_WORK TO COMPLETE_. Rewrite the lines of the listing as a numbered list, from the line that contains "GET /detect?q=helmet neck shroud" through the end of the listing, both ends included and blank lines omitted.

(Region labeling listing)
╔══
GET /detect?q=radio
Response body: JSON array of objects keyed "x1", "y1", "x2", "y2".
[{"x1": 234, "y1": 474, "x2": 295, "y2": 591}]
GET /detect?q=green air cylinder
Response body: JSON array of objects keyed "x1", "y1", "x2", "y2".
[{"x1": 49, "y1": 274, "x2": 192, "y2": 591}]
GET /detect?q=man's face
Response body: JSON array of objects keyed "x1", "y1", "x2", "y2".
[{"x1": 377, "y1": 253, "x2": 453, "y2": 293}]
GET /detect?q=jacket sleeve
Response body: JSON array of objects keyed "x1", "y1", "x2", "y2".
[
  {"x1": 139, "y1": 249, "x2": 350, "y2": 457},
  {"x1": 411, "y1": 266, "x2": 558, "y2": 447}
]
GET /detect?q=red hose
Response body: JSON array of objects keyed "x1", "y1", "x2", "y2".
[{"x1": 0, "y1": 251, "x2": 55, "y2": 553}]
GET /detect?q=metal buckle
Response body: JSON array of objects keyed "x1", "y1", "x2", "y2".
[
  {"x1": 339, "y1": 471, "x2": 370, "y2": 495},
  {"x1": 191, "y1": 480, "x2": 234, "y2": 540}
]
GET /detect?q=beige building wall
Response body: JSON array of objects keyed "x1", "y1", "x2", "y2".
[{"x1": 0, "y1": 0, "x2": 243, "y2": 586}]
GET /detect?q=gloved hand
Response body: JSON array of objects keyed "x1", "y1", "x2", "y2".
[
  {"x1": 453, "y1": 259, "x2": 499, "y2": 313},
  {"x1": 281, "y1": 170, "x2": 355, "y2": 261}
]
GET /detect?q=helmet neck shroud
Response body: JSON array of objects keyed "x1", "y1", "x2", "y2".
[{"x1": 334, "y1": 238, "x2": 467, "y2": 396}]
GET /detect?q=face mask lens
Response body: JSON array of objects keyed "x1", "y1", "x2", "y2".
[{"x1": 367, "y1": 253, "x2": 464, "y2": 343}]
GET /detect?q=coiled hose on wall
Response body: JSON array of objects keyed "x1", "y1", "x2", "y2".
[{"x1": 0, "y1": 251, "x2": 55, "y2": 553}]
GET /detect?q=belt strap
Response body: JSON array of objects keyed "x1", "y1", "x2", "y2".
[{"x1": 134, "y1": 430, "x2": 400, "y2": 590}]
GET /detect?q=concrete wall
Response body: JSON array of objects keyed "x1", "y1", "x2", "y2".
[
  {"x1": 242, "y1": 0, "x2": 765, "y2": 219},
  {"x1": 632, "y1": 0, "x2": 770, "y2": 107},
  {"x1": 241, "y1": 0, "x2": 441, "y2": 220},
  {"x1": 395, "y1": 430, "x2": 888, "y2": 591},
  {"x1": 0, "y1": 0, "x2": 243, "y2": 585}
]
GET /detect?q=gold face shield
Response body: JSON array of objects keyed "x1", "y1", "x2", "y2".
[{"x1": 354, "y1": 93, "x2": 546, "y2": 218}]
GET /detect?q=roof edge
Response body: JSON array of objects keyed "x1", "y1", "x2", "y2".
╚══
_OUTPUT OF THE TASK_.
1. GET /detect?q=helmet neck shroud
2. Response body: JSON array of objects keyed "x1", "y1", "x2", "y2".
3. [{"x1": 334, "y1": 238, "x2": 467, "y2": 396}]
4. GET /detect?q=face mask lens
5. Response body: JSON array of objects keyed "x1", "y1", "x2", "y2".
6. [{"x1": 367, "y1": 253, "x2": 464, "y2": 343}]
7. GET /detect?q=coiled hose on wall
8. Response body: JSON array of objects keyed "x1", "y1", "x2", "y2".
9. [{"x1": 0, "y1": 251, "x2": 55, "y2": 553}]
10. GET /detect?q=belt strap
11. Response body: JSON array of objects keyed "x1", "y1", "x2", "y2".
12. [{"x1": 134, "y1": 430, "x2": 400, "y2": 590}]
13. GET /detect?q=concrete wall
14. Response body: JSON array of objects keyed "x1", "y1", "x2", "y2".
15. [
16.   {"x1": 242, "y1": 0, "x2": 765, "y2": 219},
17.   {"x1": 632, "y1": 0, "x2": 770, "y2": 107},
18.   {"x1": 241, "y1": 0, "x2": 441, "y2": 220},
19.   {"x1": 395, "y1": 430, "x2": 888, "y2": 591},
20.   {"x1": 0, "y1": 0, "x2": 243, "y2": 585}
21. ]
22. GET /detect?q=gold face shield
23. Response body: JSON array of objects keyed "x1", "y1", "x2", "y2".
24. [{"x1": 354, "y1": 93, "x2": 546, "y2": 218}]
25. GET /detect?q=roof edge
26. Response body: JSON array of objects keyed "x1", "y1", "x2", "y2".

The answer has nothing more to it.